— Activity —
In the data that follows, count each line with the string "trousers"; the reply is the number only.

|---|

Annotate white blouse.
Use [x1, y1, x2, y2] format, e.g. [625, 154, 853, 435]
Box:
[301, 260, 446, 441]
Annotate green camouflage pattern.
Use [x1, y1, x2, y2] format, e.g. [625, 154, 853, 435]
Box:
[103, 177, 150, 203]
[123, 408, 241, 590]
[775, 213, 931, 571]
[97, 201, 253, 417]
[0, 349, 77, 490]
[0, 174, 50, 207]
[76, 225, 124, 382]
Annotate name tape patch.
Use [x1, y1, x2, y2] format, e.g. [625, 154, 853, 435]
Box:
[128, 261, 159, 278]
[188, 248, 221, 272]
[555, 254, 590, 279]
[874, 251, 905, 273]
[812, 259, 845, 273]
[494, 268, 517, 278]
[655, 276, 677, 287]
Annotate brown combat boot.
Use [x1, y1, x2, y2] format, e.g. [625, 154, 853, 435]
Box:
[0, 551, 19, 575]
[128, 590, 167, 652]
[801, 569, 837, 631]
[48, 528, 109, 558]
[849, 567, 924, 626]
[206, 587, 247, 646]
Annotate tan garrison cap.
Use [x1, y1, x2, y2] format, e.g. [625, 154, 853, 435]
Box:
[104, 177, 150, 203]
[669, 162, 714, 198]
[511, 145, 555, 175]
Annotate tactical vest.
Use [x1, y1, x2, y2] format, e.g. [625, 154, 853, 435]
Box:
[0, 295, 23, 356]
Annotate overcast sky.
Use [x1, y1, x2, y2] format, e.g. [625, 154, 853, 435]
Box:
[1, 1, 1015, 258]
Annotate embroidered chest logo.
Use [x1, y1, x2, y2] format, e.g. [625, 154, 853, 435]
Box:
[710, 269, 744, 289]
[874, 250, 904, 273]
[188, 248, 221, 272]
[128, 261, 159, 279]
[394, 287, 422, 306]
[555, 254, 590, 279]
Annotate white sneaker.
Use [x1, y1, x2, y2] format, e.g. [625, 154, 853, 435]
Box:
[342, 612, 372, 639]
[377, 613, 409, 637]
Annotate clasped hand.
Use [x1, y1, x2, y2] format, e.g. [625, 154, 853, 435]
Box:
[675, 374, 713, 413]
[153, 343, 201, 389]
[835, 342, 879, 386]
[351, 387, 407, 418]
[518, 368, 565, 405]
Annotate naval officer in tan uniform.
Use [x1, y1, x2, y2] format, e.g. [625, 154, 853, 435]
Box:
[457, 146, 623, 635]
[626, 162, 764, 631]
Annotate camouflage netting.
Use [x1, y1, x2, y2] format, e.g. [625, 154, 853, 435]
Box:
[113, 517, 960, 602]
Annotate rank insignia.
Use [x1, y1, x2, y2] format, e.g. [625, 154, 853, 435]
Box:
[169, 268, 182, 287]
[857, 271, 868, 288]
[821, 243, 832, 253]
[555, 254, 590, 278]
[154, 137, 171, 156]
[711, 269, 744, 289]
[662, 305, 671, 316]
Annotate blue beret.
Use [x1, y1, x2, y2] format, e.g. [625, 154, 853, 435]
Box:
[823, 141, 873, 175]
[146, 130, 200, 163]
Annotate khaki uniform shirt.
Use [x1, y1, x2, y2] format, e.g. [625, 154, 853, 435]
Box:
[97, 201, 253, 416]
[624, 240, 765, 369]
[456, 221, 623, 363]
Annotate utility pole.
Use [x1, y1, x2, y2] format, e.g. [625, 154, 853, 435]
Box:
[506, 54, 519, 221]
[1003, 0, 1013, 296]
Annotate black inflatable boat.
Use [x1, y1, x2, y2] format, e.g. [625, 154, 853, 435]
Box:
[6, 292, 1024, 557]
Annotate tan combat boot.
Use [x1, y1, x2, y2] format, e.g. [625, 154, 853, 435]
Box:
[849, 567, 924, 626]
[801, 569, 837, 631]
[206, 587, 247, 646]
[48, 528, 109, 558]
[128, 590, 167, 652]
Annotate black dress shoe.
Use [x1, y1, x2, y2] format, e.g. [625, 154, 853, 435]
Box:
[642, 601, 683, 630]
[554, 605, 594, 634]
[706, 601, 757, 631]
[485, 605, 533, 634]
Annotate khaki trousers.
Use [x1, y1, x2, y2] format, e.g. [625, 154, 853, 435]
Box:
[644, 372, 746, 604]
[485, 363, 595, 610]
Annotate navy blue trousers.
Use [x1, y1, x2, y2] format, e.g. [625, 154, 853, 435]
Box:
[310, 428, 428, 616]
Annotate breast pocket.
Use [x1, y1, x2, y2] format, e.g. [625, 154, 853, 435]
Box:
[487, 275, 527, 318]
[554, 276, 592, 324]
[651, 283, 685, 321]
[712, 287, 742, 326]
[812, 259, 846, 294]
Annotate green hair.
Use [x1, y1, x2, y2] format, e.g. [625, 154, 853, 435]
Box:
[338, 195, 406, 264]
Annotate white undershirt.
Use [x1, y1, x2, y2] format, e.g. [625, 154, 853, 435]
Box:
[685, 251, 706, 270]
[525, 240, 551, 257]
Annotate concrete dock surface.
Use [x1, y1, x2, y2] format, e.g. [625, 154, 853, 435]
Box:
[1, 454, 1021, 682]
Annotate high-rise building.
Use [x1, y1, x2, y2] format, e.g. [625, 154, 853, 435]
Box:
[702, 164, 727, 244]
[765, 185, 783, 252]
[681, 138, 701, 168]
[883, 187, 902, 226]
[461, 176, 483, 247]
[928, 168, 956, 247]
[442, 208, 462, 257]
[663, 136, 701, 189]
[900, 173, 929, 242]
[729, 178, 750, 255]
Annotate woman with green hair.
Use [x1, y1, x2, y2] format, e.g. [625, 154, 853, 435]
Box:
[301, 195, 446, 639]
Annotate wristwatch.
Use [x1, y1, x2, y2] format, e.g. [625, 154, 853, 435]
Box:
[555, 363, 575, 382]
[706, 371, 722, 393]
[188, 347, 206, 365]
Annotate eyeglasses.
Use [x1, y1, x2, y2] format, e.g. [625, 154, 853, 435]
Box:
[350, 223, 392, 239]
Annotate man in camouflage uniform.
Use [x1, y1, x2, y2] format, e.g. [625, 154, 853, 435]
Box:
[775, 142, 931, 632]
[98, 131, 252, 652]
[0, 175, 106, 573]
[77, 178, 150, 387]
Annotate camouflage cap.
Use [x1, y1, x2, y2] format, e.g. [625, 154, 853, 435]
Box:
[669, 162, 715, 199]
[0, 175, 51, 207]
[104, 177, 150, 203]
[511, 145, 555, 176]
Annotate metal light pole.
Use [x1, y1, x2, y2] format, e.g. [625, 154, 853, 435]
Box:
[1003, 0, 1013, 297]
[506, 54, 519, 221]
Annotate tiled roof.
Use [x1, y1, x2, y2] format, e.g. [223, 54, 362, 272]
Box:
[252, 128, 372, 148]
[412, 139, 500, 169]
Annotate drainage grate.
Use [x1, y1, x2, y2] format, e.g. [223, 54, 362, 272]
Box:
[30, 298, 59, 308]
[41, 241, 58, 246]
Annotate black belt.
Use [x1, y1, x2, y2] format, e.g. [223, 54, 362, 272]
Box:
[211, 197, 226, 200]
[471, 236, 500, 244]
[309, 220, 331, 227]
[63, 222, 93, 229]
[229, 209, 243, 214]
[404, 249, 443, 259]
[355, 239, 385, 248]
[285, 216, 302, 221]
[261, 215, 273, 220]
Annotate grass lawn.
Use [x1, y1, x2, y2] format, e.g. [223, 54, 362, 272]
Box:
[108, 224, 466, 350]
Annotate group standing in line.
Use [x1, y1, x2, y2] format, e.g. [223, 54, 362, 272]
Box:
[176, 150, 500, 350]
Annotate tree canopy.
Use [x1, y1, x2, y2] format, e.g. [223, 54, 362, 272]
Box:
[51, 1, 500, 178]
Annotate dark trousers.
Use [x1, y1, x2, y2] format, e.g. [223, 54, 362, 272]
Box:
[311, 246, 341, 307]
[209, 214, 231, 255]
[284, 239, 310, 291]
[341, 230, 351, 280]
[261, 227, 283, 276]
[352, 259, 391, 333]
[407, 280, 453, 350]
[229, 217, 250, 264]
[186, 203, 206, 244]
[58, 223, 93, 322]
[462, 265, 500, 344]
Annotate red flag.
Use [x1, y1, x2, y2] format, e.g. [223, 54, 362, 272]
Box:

|---|

— Solution —
3